*What needs to be done*: Rewrite the rows, starting at the line that contains "form [(71, 128)]." and stopping after the line that contains "[(161, 93)]". Keep the request lines and their sample coordinates unchanged, but multiply every point coordinate in the answers by 2.6 and round each result to a whole number, with halves rounded up.

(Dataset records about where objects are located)
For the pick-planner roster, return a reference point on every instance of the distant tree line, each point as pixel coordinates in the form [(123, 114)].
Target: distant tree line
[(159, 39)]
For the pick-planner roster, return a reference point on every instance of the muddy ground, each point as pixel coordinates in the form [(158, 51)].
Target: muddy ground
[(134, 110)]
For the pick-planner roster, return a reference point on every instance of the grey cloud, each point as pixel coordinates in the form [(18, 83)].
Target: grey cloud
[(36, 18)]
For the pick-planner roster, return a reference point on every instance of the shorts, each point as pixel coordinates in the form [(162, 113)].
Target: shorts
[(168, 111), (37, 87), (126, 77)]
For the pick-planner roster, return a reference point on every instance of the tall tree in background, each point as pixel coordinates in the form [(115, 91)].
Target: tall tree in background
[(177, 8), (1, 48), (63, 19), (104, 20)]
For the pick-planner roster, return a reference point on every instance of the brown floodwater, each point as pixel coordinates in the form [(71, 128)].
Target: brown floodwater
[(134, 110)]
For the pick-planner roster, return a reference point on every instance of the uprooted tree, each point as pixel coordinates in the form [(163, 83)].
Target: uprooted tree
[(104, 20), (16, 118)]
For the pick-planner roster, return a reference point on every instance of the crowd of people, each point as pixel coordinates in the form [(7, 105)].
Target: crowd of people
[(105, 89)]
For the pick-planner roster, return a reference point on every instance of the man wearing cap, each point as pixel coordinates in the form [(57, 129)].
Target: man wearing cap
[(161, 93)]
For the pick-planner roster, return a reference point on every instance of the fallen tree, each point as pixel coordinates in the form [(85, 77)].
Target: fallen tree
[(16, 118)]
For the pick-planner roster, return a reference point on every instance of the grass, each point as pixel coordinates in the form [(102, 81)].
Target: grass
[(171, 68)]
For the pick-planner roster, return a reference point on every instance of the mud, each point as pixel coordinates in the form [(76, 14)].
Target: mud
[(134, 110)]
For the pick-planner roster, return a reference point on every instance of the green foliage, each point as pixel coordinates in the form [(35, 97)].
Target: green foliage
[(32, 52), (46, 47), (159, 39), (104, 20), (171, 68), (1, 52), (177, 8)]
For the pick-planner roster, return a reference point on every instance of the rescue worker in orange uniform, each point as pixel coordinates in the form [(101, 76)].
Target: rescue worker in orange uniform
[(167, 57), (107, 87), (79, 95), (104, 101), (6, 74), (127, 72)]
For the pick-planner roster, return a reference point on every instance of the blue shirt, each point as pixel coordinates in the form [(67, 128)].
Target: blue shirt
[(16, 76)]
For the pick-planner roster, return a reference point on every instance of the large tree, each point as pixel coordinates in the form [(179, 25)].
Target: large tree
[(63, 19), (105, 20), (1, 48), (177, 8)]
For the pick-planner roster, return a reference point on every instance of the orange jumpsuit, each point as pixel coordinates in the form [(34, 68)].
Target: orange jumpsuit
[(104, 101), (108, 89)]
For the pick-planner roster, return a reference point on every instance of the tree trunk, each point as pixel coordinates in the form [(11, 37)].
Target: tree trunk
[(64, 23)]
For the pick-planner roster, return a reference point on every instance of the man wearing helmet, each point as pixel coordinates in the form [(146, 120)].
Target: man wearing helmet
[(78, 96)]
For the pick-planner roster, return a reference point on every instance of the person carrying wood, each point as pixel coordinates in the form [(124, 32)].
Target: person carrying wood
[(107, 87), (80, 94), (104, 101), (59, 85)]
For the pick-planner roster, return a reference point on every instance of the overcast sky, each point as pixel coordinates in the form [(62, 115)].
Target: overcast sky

*Result of this exercise*:
For the pick-planner roster, return a reference point on every instance of the brown floodwater, each point as pixel coordinates in the form [(71, 128)].
Target: brown floodwater
[(348, 286)]
For the pick-planner roster, return a reference point on every instance of the uprooted tree, each point as pixel coordinates in the form [(163, 83)].
Target: uprooted tree
[(270, 52), (42, 307)]
For the pick-planner roster, return a reference point on every instance of the crowd of people, each point as pixel coordinates in the form [(7, 105)].
Target: crowd of people
[(273, 231)]
For the pick-planner roster, return a reference point on every instance of the man wearing cap, each point as pixel coordinates in the form [(57, 129)].
Target: man wearing cap
[(419, 242)]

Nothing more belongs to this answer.